Data excerpts —
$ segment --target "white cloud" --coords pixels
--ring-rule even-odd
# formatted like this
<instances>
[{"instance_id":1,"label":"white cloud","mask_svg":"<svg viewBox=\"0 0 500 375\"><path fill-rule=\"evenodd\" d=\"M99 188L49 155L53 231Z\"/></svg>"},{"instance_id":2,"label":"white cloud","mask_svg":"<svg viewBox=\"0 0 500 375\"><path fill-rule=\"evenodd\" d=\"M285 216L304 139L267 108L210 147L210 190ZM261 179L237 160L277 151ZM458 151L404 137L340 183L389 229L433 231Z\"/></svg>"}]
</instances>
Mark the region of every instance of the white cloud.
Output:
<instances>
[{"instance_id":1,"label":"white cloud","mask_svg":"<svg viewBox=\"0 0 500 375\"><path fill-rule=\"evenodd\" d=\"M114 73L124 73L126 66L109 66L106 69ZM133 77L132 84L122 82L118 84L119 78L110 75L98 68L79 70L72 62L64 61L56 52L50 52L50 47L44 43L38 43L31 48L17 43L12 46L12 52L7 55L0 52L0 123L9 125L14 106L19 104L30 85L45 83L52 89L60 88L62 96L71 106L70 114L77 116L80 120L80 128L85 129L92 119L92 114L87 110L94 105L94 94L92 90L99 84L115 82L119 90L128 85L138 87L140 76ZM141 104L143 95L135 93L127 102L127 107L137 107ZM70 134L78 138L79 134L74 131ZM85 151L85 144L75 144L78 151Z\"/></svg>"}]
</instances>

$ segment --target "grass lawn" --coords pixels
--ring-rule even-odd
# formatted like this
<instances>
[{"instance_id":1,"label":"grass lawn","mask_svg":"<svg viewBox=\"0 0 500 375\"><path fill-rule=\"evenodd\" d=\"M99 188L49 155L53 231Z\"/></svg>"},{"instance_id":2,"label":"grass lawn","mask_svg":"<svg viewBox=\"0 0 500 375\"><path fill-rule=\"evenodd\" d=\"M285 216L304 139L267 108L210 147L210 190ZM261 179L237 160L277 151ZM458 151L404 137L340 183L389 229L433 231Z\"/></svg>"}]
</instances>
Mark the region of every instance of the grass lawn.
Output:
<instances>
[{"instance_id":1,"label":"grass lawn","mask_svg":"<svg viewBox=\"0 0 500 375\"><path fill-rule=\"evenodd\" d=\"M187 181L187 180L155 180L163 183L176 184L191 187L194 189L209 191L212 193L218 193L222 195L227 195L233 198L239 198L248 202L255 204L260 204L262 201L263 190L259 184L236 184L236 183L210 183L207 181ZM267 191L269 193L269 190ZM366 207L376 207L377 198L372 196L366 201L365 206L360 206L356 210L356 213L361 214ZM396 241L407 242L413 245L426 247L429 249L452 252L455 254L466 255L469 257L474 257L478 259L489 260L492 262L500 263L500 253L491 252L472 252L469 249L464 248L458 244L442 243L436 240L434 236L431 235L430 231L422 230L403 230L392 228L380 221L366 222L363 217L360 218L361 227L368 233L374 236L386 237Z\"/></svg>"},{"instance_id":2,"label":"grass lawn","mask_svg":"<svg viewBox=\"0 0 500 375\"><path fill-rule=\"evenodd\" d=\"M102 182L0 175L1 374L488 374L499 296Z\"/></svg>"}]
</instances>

...

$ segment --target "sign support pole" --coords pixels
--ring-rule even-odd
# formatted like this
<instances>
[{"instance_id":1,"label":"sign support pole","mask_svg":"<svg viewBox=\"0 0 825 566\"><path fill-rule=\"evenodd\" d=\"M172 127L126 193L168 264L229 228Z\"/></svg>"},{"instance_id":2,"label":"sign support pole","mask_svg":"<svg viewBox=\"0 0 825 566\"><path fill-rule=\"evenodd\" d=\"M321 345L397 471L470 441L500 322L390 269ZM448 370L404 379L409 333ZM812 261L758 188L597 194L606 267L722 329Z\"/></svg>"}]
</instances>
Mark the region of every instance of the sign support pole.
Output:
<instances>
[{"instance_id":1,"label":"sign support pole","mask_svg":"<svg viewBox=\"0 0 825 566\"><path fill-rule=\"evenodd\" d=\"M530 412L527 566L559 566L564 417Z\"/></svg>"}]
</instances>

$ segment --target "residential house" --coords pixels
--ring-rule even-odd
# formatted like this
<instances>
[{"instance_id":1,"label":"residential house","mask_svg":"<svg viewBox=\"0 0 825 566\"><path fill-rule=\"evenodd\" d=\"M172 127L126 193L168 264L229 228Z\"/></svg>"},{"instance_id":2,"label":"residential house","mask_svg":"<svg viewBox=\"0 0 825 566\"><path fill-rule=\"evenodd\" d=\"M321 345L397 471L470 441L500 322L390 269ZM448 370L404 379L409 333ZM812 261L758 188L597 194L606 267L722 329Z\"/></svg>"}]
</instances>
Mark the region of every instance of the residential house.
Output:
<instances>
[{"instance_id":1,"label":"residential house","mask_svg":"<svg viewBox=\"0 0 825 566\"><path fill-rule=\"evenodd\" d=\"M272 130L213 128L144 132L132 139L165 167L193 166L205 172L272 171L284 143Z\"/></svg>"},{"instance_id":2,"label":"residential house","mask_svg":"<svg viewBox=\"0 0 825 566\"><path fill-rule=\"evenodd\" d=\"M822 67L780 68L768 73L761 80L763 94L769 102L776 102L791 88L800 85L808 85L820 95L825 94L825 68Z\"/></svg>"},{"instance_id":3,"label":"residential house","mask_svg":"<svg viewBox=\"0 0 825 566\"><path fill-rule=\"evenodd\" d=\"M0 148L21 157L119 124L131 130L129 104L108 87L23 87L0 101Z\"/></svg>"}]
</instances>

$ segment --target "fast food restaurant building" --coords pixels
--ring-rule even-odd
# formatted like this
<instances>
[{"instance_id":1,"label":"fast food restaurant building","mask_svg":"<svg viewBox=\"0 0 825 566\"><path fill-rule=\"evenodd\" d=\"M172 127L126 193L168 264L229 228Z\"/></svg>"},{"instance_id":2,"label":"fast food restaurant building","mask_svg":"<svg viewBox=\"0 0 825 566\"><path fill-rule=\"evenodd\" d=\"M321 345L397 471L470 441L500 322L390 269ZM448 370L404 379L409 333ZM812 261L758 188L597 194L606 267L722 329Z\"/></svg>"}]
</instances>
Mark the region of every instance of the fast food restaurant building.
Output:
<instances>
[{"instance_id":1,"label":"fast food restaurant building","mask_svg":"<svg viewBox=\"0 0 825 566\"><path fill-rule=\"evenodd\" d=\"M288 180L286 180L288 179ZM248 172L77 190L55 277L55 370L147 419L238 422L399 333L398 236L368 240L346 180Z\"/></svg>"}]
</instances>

Aim of the task —
Return each line of the records above that contains the word "region". Case counts.

Result of the exercise —
Mark the region of every instance of the white cloud.
Mark the region of every instance of the grass lawn.
Mark the region of every instance of the sign support pole.
Mark the region of every instance of the residential house.
Mark the region of every instance of the fast food restaurant building.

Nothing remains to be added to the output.